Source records
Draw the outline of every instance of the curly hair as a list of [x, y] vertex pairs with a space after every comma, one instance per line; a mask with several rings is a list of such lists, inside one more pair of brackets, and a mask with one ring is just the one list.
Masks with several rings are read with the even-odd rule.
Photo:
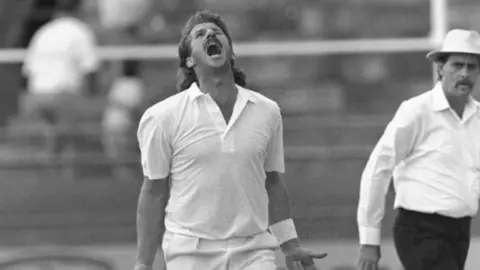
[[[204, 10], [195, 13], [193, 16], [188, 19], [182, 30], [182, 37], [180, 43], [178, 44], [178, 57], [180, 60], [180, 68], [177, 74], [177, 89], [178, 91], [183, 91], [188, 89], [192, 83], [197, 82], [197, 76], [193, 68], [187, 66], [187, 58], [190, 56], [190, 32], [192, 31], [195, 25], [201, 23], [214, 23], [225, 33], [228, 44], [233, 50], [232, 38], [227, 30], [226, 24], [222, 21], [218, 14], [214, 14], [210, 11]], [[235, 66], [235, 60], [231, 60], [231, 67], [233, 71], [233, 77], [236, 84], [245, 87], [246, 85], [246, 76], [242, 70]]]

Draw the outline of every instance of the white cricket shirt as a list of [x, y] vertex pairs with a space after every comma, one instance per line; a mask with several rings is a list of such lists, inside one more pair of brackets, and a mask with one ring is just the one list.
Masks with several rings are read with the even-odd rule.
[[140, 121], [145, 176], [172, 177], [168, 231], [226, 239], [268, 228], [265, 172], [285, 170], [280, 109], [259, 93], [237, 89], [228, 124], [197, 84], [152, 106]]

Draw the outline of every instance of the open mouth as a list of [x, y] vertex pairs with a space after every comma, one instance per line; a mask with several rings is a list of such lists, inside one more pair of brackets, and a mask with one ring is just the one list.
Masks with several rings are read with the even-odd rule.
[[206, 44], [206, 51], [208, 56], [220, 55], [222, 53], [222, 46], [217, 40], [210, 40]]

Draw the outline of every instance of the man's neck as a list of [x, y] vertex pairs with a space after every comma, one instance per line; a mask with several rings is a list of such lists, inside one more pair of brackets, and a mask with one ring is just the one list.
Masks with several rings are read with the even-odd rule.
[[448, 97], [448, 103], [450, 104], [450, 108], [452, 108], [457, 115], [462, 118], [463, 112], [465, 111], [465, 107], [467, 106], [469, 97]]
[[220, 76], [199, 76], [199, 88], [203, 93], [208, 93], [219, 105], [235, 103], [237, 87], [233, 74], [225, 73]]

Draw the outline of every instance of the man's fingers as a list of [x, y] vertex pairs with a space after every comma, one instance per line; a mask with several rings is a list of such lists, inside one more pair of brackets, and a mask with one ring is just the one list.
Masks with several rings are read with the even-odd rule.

* * *

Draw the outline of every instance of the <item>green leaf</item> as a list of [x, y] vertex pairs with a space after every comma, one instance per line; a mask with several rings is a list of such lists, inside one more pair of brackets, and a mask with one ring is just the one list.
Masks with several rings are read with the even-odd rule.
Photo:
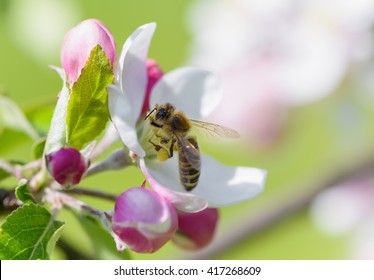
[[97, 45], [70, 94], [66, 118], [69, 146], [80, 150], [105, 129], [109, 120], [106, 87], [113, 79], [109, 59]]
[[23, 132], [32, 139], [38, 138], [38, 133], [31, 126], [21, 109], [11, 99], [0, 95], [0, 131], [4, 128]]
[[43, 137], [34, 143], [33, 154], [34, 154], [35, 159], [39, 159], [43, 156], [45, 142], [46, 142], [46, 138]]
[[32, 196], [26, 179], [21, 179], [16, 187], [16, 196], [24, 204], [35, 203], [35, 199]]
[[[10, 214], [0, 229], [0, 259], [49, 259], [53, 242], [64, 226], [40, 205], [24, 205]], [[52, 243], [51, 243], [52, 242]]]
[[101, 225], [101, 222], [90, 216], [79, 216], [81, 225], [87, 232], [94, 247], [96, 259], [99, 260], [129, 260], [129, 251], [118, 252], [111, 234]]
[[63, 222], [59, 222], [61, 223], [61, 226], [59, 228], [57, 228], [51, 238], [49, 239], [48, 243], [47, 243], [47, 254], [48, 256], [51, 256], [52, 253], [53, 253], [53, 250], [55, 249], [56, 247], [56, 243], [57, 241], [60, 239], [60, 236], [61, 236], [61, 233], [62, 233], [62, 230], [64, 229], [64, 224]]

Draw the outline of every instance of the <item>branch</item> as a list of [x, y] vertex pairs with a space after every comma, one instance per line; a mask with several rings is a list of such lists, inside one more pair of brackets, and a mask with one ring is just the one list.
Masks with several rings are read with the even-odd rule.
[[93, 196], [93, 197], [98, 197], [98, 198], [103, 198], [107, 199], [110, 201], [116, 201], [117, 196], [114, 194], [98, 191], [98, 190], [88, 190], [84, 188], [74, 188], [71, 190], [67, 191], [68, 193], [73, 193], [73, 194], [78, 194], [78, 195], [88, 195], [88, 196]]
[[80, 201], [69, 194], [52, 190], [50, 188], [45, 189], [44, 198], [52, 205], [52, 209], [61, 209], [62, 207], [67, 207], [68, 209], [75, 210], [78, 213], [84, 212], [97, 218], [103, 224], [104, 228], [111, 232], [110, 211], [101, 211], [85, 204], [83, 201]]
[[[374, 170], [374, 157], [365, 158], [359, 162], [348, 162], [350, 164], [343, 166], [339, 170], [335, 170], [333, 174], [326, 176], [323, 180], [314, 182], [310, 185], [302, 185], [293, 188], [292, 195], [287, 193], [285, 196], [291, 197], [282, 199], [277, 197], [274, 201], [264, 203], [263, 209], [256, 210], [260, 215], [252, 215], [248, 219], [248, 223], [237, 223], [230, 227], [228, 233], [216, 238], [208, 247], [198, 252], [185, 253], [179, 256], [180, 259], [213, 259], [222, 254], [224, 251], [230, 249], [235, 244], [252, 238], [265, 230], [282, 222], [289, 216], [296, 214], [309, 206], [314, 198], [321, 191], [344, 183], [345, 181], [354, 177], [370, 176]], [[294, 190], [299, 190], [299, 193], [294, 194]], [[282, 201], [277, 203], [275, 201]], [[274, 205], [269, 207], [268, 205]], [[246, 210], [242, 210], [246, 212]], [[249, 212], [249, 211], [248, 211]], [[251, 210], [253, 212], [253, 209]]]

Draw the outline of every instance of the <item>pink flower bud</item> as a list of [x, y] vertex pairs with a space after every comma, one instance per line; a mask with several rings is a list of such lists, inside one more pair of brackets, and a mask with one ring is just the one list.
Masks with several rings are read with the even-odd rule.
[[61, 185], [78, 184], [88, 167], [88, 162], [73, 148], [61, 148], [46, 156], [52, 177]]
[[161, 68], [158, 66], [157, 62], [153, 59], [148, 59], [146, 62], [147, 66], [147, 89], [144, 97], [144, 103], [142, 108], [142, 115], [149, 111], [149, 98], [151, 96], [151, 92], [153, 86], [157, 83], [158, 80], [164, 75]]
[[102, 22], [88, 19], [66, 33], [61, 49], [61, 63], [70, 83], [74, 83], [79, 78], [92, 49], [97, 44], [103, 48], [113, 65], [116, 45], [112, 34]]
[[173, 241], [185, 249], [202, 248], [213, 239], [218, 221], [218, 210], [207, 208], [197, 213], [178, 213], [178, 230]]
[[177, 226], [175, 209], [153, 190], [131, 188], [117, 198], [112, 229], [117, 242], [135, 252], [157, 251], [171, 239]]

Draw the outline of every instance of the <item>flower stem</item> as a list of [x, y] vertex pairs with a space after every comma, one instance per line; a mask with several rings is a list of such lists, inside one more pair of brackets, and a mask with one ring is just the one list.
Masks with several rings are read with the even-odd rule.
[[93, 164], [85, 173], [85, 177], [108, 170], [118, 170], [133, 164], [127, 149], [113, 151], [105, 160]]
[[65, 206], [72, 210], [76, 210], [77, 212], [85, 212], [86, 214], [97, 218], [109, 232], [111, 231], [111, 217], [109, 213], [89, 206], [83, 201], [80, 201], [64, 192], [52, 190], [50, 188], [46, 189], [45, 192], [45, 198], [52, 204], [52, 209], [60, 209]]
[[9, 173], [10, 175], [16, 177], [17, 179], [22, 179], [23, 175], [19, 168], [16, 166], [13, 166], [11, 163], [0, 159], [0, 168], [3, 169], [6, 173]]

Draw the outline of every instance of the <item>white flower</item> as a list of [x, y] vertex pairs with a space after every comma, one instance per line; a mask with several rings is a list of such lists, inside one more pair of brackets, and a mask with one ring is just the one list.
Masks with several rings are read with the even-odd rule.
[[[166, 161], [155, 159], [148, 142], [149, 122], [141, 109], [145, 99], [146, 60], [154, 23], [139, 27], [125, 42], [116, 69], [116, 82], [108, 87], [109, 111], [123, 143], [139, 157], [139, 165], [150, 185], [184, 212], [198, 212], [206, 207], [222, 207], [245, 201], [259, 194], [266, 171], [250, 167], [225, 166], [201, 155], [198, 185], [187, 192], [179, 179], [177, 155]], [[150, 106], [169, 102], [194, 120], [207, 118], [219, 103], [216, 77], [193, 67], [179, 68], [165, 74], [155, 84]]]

Exercise goal
From the records above, pull every line that has the string "item" and copy it.

Result
Draw the outline of every instance of the <item>green leaf</item> as a list of [x, y] vertex pairs with a space after every comma, one instance per line; a mask with several rings is a list of such lists, inside one more pair of brackets, and a mask with one ring is just the one list.
Draw the outline of every instance of the <item>branch</item> as a list of [x, y] vertex pairs with a space after every comma, one instance per line; a mask with several rings is a list of such lists, inside one more pair of brackets, and a mask with one ring is just the one list.
Draw the outline of every instance of the <item>pink flower bud</item> as a list of [x, y] vertex pairs with a space after every comma, one instance per line; a mask with several rings is a list of such lists, inside one more pair of brackets, and a mask with one ring is just the one list.
Draw the outline of every instance of the <item>flower stem</item> as a list of [x, y] vertex pairs with a space after every comma, one instance per line; a mask with several rings is a list of such lists, inside one more pair of brackets, and a mask with one ring is just the one list.
Draw the outline of every instance of the <item>white flower</item> as a list of [x, y] vertex pairs with a space after every comma, one instance per line; a mask with several rings is a list of such lists, inside one more pair of brackets, and a mask with one ring is just the one list.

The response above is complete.